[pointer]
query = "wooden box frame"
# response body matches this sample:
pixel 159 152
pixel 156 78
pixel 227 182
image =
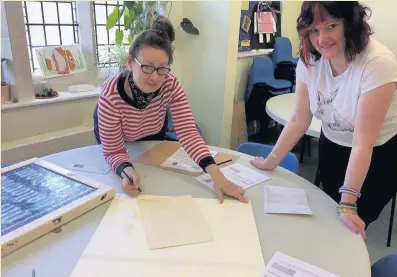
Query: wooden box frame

____________________

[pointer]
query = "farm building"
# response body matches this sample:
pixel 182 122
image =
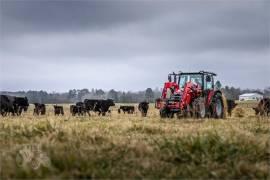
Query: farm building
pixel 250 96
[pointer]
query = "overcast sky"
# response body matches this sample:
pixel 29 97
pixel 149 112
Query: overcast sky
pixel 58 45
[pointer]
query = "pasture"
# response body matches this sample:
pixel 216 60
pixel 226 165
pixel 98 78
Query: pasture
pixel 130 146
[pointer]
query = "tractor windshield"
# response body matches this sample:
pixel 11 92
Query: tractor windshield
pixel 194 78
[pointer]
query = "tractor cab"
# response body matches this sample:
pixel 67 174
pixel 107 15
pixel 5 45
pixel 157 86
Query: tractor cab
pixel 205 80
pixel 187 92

____________________

Collect every line of the listing above that contains the string "farm", counting only matches with the same uppercase and lowercase letters.

query = "farm building"
Query: farm building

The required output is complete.